_AIM OF THE TASK_
Reproduce every row below verbatim, with each line and character kept unchanged.

(Stored records)

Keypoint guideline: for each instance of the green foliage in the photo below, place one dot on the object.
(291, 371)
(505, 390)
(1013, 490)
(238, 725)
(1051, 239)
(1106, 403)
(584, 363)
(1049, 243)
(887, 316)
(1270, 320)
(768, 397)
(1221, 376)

_OUTPUT BELOW_
Keypoint guideline: for each instance of the green foliage in the photo below, place one dot on the object.
(291, 371)
(505, 390)
(1013, 490)
(238, 725)
(1051, 239)
(1106, 403)
(584, 363)
(1049, 243)
(887, 316)
(1270, 320)
(768, 397)
(1221, 376)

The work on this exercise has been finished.